### What is being asked
Wherever the word "lift" shows up in the data, report the line it sits in.

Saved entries
========

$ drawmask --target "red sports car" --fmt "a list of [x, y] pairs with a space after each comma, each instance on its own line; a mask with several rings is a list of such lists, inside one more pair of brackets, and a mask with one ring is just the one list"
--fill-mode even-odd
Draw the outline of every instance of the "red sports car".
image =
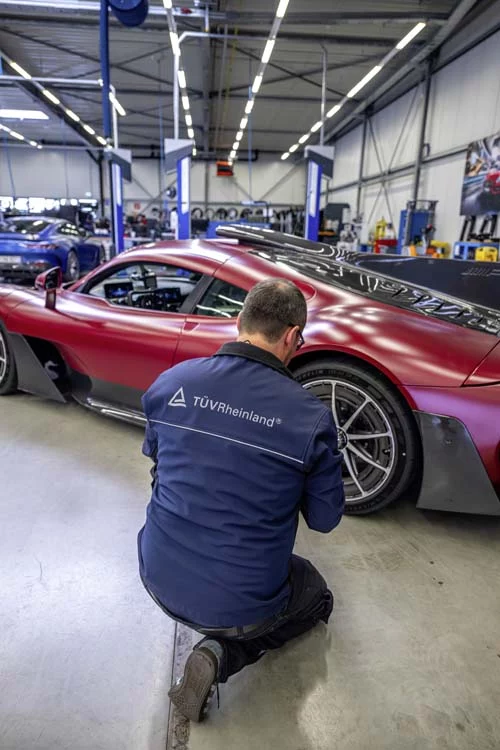
[[65, 288], [56, 269], [0, 286], [0, 394], [142, 424], [153, 380], [234, 339], [248, 290], [284, 277], [307, 298], [291, 367], [332, 408], [347, 512], [413, 489], [422, 508], [500, 515], [500, 266], [225, 236], [145, 245]]

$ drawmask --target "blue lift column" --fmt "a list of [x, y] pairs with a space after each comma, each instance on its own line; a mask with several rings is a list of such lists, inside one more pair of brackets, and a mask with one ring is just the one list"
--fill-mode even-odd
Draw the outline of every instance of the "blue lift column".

========

### Reply
$ drawmask --target "blue lift column" --fmt "a list of [x, y] pairs with a space after each comma, each instance on its own line; a mask with several rings is a list of such lists, inside one more pair of brackets, and a mask with one ring is just the one list"
Draw the outline of every instance of the "blue lift column".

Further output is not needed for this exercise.